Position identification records
· · · · · · ·

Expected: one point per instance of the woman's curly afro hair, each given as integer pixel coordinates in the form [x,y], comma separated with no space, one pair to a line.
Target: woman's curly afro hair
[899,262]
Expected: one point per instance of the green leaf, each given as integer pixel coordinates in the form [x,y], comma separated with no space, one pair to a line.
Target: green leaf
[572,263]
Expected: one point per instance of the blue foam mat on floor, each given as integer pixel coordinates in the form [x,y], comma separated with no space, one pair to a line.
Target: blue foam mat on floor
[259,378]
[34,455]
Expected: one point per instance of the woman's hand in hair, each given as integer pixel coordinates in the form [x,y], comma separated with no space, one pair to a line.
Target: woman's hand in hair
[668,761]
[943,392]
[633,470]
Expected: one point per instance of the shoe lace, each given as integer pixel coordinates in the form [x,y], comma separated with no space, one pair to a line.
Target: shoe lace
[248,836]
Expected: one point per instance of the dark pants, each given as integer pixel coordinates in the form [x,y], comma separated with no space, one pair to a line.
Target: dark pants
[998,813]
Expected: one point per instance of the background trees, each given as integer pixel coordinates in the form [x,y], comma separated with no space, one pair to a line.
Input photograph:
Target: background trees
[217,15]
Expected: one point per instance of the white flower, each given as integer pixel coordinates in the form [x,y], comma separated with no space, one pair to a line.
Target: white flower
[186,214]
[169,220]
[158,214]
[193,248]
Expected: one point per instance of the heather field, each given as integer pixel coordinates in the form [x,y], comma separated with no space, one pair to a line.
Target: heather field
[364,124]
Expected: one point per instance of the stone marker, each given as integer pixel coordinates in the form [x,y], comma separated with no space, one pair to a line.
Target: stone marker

· · · · · · ·

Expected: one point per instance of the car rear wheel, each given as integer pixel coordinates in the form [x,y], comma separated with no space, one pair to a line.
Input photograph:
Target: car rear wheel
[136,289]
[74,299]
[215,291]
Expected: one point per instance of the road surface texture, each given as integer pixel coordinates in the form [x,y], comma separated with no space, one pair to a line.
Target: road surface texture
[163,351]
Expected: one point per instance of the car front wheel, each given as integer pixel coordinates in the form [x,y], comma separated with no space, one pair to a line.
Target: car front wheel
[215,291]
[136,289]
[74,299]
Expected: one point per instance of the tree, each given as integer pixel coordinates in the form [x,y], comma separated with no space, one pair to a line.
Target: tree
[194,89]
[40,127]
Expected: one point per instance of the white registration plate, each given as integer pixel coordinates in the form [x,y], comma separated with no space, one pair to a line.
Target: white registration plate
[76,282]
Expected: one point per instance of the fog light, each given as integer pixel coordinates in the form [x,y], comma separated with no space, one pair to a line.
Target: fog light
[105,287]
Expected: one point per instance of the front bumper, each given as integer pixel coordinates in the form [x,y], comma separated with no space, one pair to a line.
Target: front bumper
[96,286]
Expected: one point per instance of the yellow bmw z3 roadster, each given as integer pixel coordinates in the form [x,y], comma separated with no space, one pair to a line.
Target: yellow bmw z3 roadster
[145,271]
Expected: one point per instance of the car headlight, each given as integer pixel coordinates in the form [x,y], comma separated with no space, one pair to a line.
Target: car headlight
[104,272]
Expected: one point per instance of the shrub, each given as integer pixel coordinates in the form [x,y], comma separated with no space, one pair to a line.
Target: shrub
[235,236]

· · · · · · ·

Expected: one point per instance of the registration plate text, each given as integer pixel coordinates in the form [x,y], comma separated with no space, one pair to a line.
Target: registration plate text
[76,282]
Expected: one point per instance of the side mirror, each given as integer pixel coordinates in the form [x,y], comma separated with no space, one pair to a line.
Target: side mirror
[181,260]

· · · · · · ·

**Written instruction**
Could you rewrite the data from the line containing "Expected: one point per instance of the blue" down through the line containing "Target: stone marker", swapping "white flower" for "pale flower" and leaving everything else unchanged?

**Correct answer**
Expected: one point per instance of the blue foam mat on floor, each given as integer pixel coordinates in the form [x,y], comma separated with no space, one pair to a line.
Target: blue foam mat on floor
[259,378]
[34,455]
Expected: one point per instance of the woman's hand in hair, each given as integer pixel coordinates in the form [x,y], comma separated with no space, one pair to a line.
Target: woman's hand in hair
[668,761]
[943,392]
[633,470]
Expected: one point per instance of the shoe lace, each given as integer pixel coordinates in the form [x,y], comma separated with no space, one pair to a line.
Target: shoe lace
[248,836]
Expected: one point per instance of the dark pants, each given as integer pixel coordinates in the form [x,y], comma separated with no space, one pair to a line.
Target: dark pants
[998,813]
Expected: one point per instance of the background trees, each given as integer pixel coordinates in the form [x,y], comma separated with no space, one pair to a line.
Input photograph:
Target: background trees
[217,15]
Expected: one point per instance of the pale flower, each given as integer pixel coordinates in the form [x,y], comma separated with no space, one pair to a line.
Target: pale flower
[186,214]
[169,220]
[158,214]
[193,248]
Expected: one point per instance of the heather field, each given as integer pixel coordinates in the form [x,y], comma separated with no space, one pair to a line.
Target: heather field
[364,124]
Expected: one point per instance of the stone marker, each given as integer pixel coordinates in the form [x,y], comma separated with no space, one pair to a line.
Target: stone marker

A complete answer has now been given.